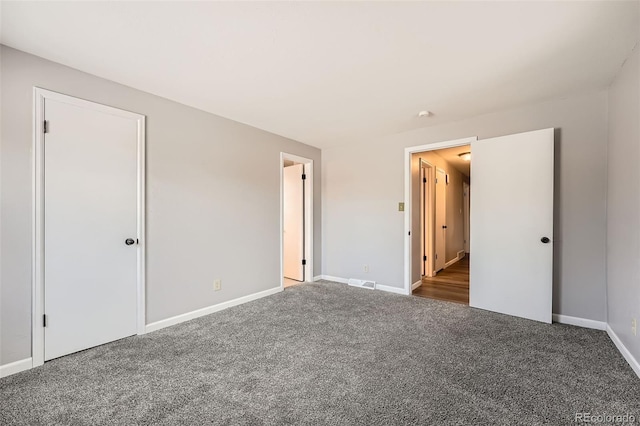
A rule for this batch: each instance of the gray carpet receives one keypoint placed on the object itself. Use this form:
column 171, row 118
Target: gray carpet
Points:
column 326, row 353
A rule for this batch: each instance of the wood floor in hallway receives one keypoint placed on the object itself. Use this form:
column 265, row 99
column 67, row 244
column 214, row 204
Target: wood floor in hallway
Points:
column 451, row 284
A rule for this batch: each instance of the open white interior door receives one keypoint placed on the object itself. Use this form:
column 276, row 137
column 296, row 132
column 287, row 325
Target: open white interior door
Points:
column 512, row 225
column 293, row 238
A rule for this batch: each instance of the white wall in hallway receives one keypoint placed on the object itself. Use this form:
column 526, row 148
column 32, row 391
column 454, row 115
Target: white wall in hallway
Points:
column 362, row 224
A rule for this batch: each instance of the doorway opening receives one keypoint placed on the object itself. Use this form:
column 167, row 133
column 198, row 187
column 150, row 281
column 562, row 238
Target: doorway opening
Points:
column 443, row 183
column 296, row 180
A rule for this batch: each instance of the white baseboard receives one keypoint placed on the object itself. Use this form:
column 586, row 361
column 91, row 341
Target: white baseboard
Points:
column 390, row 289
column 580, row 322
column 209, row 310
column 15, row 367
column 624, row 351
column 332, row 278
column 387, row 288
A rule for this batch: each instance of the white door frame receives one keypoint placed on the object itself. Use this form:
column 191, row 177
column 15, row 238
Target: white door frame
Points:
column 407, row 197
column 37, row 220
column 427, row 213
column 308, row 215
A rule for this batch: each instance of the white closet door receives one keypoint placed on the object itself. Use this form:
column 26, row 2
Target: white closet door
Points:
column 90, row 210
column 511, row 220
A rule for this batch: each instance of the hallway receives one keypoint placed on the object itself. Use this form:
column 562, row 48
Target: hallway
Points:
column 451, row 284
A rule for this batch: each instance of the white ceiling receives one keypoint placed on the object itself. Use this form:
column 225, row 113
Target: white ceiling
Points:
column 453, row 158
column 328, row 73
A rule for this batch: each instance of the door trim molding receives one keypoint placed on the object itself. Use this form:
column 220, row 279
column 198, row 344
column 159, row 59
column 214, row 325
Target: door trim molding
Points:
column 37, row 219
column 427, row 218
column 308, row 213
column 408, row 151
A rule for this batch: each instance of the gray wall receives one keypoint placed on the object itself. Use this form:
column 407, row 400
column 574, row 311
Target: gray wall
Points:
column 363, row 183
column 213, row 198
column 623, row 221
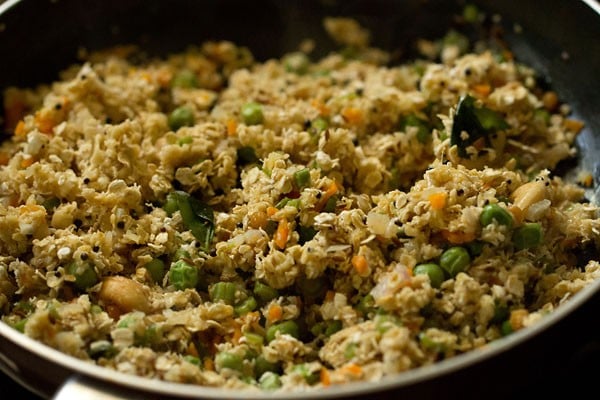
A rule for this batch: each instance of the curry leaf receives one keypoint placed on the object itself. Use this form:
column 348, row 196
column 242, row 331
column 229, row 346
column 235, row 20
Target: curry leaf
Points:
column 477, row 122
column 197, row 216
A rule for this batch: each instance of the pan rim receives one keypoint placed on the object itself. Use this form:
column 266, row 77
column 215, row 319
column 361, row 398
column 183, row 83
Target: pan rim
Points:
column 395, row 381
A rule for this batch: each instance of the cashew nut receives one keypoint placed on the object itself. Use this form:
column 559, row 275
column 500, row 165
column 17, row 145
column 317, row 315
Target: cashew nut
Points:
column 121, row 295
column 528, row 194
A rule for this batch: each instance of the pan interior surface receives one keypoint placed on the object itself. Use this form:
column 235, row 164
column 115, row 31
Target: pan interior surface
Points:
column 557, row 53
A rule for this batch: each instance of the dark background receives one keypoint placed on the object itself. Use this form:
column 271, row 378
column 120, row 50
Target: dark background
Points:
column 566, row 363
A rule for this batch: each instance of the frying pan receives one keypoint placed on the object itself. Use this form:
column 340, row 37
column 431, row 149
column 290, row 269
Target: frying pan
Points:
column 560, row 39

- **What the exercise asks**
Format all of the data above as a numbered list, one line per item, skipping blank lines and leaving the pictures out.

- **Result below**
1. A rule for this batch: each instance of the gray carpet receives one keypoint placed on the object itself. Use this form:
2. column 171, row 118
3. Target: gray carpet
4. Points:
5. column 326, row 353
6. A rule for this batch: each instance of the wood floor in hallway receives one keypoint placed on the object itself. Use this form:
7. column 265, row 99
8. column 67, row 244
9. column 214, row 204
10. Target: wood floor in hallway
11. Points:
12. column 451, row 284
13. A rule for this batch: each instance of the open white interior door receives one keypoint placed on the object itself. Use this form:
14. column 276, row 137
15. column 296, row 132
16. column 287, row 325
17. Target: open white interior door
18. Points:
19. column 512, row 225
20. column 293, row 238
21. A rule for this batch: each instance of the white wall in hallway receives one keypoint placed on the object itself. Use this form:
22. column 526, row 148
23. column 32, row 391
24. column 454, row 115
25. Target: white wall in hallway
26. Points:
27. column 362, row 224
28. A rule for this batch: each instance of the doorway opening receives one keypoint placed on the object itself. Use this form:
29. column 167, row 133
30. column 198, row 187
31. column 150, row 281
32. column 562, row 238
33. Target: doorway opening
34. Points:
35. column 443, row 183
36. column 296, row 180
37. A rule for this batch: each instance of the white baseboard receives one keypoint placed on the object itself. Use this form:
38. column 586, row 361
39. column 91, row 341
40. Target: white baseboard
41. Points:
42. column 390, row 289
43. column 580, row 322
44. column 209, row 310
45. column 15, row 367
46. column 624, row 351
47. column 332, row 278
48. column 387, row 288
49. A rule for this batch: each instance of the white door frame receives one keypoint placed on the object itself. Use this form:
50. column 191, row 177
51. column 15, row 238
52. Target: white door frame
53. Points:
54. column 407, row 197
55. column 37, row 220
56. column 427, row 213
57. column 308, row 215
58. A rule for this batch: each instance of the white closet door receives one keypoint placed on the object itself. Use this form:
59. column 26, row 2
60. Target: white closet door
61. Points:
62. column 90, row 210
63. column 511, row 220
64. A rule for this batch: each instance of the hallway receives one keypoint placed on the object itself. Use this form:
65. column 562, row 48
66. Target: hallway
67. Points:
68. column 451, row 284
69. A rule for this batch: each instance of the white ceiling receives one keypoint placed on the object itself. Use this form:
70. column 225, row 113
71. Target: white ceiling
72. Points:
73. column 453, row 158
74. column 328, row 73
75. A rule for this batch: each instance of the door trim molding receives one keypoint placed on the object itself. Use this form:
76. column 220, row 279
77. column 198, row 344
78. column 159, row 59
79. column 214, row 325
80. Target: door trim molding
81. Points:
82. column 37, row 219
83. column 427, row 218
84. column 308, row 213
85. column 408, row 151
86. A rule for this batch: each instance of the gray wall receives one keypoint placed on the object itself. Use this form:
87. column 407, row 400
88. column 574, row 311
89. Target: gray wall
90. Points:
91. column 363, row 183
92. column 213, row 198
93. column 623, row 221
94. A rule for this batch: each instance of the curry leaf receives one keypoint placed on the object itself. Use this form:
95. column 348, row 196
96. column 242, row 331
97. column 229, row 346
98. column 235, row 20
99. Target: curry leaf
100. Points:
101. column 477, row 122
102. column 197, row 216
103. A rule for this batch: each instance of the pan rim receives one keypoint placed on the object itself. Use this form:
104. column 266, row 77
105. column 215, row 319
106. column 361, row 398
107. column 183, row 83
108. Target: pan rim
109. Points:
110. column 395, row 381
111. A rule for this batch: each instance of the cashew nut receives one keypoint placed on the object itself. Use this form:
112. column 559, row 275
113. column 500, row 165
114. column 17, row 145
115. column 317, row 315
116. Target: cashew nut
117. Points:
118. column 121, row 295
119. column 528, row 194
120. A rule for this batch: each instance of the pan interior surface receives one keypoint placed on the object itself. Use this form:
121. column 235, row 164
122. column 115, row 31
123. Target: pan interior surface
124. Points:
125. column 557, row 53
126. A rule for this batch: each instance of the dark background receives one keypoint placed on the object itself. Use this form:
127. column 271, row 378
128. column 120, row 50
129. Target: dark background
130. Points:
131. column 566, row 363
132. A rule for this batch: each instance of the frying pan receives one keypoint placed on the object itself. Use this form:
133. column 340, row 37
134. column 431, row 149
135. column 290, row 269
136. Target: frying pan
137. Points:
138. column 560, row 39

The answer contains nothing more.